Task to carry out:
Copy out the lines of the records below, and only those lines, from the one with "positive clicks: (200, 48)" through the one with "positive clicks: (208, 236)", exactly as they appear.
___ Data to examine
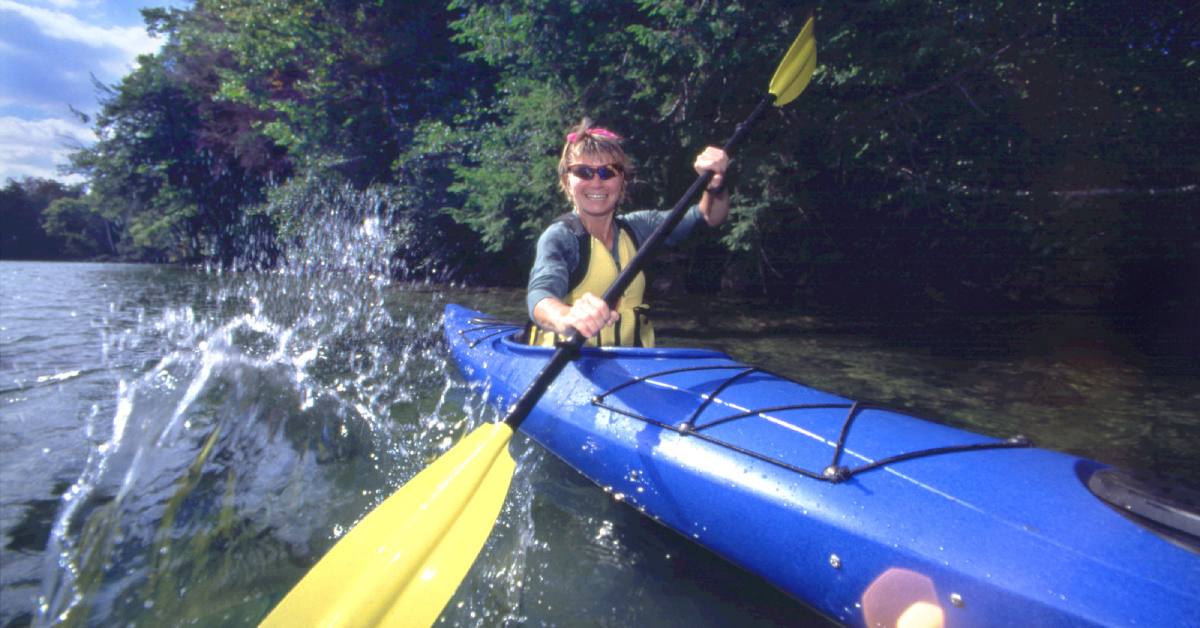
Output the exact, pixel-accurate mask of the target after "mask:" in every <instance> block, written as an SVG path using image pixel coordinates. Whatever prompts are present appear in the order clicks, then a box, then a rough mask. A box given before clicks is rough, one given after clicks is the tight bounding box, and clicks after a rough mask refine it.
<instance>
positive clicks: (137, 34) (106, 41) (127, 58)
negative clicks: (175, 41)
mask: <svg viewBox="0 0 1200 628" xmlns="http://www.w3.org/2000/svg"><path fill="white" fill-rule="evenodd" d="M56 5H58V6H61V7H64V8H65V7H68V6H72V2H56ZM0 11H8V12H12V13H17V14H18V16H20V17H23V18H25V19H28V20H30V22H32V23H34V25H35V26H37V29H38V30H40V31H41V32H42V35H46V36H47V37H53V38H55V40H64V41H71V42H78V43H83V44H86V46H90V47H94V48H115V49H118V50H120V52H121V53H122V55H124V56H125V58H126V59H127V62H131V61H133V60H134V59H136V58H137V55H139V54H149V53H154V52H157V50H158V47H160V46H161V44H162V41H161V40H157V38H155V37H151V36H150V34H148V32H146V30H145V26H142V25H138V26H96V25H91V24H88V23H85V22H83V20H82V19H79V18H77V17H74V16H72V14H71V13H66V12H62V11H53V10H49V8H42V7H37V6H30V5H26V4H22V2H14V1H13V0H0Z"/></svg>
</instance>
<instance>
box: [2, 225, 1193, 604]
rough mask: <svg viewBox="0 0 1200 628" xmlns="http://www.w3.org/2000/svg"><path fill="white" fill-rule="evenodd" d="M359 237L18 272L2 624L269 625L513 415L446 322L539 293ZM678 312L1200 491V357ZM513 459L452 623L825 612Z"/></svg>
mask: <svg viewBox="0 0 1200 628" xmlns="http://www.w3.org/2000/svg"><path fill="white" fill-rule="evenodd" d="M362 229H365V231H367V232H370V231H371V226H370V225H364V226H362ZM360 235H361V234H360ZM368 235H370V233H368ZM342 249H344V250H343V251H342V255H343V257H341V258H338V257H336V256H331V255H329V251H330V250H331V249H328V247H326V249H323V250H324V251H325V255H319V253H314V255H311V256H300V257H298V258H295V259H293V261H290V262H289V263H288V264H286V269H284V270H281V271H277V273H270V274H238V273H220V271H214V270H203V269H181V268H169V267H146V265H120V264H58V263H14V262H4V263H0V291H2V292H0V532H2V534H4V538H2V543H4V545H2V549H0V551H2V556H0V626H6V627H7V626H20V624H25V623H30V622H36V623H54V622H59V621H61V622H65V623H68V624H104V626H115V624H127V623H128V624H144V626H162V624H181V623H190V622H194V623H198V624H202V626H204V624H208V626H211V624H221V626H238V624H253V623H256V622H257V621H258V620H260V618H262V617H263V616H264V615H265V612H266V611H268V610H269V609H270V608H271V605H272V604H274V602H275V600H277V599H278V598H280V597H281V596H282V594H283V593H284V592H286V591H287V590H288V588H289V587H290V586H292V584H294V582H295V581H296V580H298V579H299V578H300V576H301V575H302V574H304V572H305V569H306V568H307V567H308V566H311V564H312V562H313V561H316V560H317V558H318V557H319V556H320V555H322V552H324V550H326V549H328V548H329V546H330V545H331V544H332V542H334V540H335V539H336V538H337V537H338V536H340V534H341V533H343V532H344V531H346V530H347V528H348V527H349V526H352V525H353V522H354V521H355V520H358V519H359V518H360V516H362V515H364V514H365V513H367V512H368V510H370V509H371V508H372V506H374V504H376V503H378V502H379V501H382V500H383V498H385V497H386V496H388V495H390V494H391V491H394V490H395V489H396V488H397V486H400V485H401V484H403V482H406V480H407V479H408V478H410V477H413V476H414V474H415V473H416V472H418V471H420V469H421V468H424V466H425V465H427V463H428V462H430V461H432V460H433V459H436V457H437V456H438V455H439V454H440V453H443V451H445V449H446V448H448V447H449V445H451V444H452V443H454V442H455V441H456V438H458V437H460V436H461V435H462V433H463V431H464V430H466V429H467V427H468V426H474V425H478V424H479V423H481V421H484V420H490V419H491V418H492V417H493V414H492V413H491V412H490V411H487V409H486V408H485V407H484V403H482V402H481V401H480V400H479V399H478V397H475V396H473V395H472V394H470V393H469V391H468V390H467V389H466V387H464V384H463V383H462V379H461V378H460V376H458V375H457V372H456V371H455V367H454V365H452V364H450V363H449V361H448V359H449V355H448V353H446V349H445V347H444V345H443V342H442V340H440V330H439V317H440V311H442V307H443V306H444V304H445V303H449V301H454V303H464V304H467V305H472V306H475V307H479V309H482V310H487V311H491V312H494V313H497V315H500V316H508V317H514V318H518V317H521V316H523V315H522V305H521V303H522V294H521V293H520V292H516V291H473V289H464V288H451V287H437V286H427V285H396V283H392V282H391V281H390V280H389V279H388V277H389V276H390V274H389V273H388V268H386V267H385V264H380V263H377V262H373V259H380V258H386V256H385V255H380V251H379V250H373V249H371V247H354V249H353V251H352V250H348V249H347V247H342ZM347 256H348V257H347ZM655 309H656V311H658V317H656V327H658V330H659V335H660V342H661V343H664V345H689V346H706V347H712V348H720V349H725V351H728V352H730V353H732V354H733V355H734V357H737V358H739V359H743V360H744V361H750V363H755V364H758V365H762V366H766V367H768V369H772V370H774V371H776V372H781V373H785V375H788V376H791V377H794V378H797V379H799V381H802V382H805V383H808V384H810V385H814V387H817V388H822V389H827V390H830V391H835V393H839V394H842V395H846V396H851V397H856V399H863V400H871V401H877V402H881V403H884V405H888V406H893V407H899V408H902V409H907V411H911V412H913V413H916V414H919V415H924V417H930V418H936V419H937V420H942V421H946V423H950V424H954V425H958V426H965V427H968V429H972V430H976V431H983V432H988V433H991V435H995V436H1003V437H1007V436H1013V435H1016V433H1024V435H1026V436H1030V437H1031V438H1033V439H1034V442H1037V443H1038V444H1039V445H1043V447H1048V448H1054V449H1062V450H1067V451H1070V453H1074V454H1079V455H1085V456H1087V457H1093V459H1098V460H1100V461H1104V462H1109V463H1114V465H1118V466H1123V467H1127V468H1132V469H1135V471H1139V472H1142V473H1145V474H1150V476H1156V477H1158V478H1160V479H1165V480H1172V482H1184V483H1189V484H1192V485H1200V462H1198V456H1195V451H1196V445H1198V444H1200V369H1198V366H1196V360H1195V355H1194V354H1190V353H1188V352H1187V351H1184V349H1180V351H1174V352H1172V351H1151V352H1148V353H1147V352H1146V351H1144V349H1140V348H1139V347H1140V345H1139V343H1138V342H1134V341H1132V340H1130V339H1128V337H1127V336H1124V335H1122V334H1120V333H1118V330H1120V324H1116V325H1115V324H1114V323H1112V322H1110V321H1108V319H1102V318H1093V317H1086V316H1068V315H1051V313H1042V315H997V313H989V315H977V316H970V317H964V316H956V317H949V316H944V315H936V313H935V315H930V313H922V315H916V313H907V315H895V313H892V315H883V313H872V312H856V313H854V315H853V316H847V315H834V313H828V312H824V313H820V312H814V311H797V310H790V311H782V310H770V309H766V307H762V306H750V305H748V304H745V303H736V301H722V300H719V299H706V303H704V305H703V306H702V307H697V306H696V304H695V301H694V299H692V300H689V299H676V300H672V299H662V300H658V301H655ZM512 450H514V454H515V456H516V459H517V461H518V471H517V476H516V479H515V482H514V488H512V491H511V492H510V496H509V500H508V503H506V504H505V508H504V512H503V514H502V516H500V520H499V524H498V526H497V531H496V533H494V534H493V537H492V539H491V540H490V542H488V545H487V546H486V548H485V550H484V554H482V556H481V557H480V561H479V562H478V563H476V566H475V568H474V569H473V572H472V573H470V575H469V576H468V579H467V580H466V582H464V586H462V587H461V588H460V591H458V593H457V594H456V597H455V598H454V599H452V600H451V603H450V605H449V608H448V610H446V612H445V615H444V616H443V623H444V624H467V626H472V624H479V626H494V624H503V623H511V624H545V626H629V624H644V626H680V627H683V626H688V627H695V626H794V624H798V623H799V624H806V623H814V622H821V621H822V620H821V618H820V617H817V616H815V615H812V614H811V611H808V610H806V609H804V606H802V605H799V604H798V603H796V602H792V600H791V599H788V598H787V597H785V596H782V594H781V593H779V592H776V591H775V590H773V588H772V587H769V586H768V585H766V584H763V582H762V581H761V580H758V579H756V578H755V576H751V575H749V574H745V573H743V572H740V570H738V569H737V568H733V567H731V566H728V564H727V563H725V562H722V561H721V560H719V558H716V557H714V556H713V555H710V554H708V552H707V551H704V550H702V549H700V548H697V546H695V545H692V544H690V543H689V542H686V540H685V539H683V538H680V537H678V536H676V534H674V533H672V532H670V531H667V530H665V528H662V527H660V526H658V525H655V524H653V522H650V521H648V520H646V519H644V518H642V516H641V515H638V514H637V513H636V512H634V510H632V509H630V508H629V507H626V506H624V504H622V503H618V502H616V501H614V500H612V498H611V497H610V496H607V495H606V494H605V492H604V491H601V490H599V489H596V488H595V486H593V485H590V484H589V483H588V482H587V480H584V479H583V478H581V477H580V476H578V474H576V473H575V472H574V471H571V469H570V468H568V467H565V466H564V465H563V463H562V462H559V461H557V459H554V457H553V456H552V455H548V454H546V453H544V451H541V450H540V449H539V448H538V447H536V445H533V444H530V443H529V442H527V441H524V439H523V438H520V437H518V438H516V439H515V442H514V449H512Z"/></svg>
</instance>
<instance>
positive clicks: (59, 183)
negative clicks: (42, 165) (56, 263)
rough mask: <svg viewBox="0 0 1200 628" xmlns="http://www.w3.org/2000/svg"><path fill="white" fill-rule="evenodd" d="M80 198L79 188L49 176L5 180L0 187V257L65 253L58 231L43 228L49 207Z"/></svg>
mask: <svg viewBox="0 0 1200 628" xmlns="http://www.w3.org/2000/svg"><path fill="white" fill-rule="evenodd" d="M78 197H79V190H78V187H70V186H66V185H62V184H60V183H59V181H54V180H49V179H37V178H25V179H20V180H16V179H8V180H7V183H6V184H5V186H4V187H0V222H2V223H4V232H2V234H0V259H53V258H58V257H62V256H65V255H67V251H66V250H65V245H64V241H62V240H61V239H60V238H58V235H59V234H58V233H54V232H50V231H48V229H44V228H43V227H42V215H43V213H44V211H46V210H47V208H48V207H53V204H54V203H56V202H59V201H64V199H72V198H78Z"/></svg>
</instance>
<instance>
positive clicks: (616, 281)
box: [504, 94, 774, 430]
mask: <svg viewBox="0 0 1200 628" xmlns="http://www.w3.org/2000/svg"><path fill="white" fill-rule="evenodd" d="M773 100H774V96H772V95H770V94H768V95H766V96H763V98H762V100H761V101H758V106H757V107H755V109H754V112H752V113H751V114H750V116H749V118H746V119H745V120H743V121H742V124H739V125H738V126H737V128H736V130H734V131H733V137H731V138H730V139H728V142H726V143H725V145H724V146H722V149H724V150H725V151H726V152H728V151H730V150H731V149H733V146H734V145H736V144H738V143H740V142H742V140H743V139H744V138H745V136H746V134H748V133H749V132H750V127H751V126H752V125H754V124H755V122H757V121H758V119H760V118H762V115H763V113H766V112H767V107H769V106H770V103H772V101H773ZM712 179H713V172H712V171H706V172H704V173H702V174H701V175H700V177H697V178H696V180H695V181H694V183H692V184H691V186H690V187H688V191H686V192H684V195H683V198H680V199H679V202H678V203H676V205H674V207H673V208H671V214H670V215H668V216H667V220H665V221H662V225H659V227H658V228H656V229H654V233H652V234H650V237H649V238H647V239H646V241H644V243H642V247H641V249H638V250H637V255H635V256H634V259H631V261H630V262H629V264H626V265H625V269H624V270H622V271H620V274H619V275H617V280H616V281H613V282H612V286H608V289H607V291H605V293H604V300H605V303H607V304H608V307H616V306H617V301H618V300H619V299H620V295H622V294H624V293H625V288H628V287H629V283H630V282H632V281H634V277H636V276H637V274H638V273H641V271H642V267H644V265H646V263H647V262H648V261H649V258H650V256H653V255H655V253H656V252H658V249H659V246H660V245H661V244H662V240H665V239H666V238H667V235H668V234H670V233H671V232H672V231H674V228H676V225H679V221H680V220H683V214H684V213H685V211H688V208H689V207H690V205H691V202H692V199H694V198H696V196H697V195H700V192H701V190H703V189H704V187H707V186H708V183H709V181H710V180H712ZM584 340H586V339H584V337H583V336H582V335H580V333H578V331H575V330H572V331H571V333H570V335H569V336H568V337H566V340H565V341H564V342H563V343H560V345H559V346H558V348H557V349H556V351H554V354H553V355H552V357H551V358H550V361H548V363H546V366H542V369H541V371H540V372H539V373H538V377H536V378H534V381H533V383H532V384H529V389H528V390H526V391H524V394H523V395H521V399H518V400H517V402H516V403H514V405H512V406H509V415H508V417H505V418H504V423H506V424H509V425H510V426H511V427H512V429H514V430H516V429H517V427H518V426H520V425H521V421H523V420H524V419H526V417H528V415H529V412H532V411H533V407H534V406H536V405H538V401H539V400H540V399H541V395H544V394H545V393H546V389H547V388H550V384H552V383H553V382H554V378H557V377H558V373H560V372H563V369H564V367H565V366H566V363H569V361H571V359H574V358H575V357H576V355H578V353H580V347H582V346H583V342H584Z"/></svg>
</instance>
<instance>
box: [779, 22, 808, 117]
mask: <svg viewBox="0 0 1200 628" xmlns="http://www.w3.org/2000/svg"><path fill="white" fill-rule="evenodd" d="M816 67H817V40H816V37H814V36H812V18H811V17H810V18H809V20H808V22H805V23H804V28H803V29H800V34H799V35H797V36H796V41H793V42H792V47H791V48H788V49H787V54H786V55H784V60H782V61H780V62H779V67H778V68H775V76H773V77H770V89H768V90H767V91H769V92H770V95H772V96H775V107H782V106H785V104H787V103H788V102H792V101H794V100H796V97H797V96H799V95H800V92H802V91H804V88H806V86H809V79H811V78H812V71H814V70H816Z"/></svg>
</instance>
______
___ Data to examine
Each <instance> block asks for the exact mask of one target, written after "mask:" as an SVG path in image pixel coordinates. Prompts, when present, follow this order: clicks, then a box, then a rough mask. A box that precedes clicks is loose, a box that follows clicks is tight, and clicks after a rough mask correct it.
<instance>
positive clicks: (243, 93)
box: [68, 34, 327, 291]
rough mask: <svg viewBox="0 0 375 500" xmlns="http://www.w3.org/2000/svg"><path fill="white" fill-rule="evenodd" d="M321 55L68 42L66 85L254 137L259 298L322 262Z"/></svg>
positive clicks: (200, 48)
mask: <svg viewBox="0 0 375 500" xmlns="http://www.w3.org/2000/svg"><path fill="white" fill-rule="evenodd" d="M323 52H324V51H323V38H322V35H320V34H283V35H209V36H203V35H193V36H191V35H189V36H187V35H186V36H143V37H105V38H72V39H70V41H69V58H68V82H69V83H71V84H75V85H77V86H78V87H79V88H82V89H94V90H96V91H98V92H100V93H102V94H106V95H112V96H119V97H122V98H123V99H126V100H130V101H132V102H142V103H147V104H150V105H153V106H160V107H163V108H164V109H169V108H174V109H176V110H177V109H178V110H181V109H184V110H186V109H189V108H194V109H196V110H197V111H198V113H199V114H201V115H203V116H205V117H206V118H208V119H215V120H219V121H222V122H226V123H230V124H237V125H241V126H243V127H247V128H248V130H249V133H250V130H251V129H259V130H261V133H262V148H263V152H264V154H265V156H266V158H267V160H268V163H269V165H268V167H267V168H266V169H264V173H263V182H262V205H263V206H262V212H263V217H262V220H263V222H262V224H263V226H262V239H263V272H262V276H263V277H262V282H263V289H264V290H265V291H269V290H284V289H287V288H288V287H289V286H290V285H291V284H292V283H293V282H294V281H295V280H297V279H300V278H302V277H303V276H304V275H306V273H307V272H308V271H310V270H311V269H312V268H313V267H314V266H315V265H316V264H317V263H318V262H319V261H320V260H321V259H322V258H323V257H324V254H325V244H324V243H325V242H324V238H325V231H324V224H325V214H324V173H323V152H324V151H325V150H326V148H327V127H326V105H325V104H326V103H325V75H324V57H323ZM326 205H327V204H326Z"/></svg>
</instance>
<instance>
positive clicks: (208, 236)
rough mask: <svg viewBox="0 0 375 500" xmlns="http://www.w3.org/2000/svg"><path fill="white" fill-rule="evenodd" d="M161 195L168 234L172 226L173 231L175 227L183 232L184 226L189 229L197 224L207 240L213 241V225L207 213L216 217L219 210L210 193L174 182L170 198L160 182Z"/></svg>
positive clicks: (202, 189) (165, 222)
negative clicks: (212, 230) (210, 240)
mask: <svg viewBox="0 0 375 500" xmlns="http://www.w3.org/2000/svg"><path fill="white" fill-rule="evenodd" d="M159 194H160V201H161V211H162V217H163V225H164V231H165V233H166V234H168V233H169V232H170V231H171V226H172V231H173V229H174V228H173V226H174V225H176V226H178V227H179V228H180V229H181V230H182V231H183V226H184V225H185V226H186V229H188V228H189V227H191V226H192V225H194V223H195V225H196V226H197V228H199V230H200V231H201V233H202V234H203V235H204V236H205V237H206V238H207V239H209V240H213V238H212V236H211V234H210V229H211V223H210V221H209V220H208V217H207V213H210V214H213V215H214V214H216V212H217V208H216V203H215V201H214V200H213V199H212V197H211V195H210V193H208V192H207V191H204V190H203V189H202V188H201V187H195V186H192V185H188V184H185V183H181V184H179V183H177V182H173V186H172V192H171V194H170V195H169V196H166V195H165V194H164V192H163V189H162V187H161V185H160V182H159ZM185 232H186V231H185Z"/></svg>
______
Solved problem:
positive clicks: (200, 48)
mask: <svg viewBox="0 0 375 500" xmlns="http://www.w3.org/2000/svg"><path fill="white" fill-rule="evenodd" d="M323 52H324V51H323V38H322V35H320V34H283V35H209V36H203V35H193V36H191V35H189V36H187V35H186V36H143V37H105V38H72V39H70V41H69V58H68V82H69V83H71V84H75V85H77V86H78V87H79V88H82V89H94V90H96V91H98V92H100V93H102V94H106V95H112V96H119V97H122V98H123V99H126V100H130V101H132V102H142V103H147V104H150V105H153V106H160V107H163V108H164V109H169V108H174V109H176V110H177V109H178V110H181V109H184V110H186V109H189V108H194V109H196V110H197V111H198V113H199V114H201V115H203V116H205V117H206V118H208V119H215V120H219V121H222V122H226V123H230V124H237V125H241V126H243V127H247V128H248V130H249V133H250V130H251V129H259V130H261V133H262V148H263V152H264V154H265V156H266V158H267V160H268V163H269V165H268V167H267V168H266V169H264V173H263V182H262V205H263V206H262V212H263V217H262V220H263V222H262V224H263V226H262V239H263V272H262V276H263V277H262V282H263V289H264V290H265V291H269V290H284V289H287V288H288V287H289V286H290V285H291V284H292V283H293V282H294V281H295V280H297V279H300V278H302V277H303V276H304V275H306V273H307V272H308V271H310V270H311V269H312V268H313V267H314V266H315V265H316V264H317V263H318V262H319V261H320V260H321V259H322V258H323V257H324V254H325V244H324V243H325V242H324V238H325V231H324V224H325V214H324V173H323V152H324V151H325V150H326V148H327V127H326V105H325V104H326V103H325V75H324V57H323ZM326 205H327V204H326Z"/></svg>
</instance>
<instance>
positive clicks: (208, 236)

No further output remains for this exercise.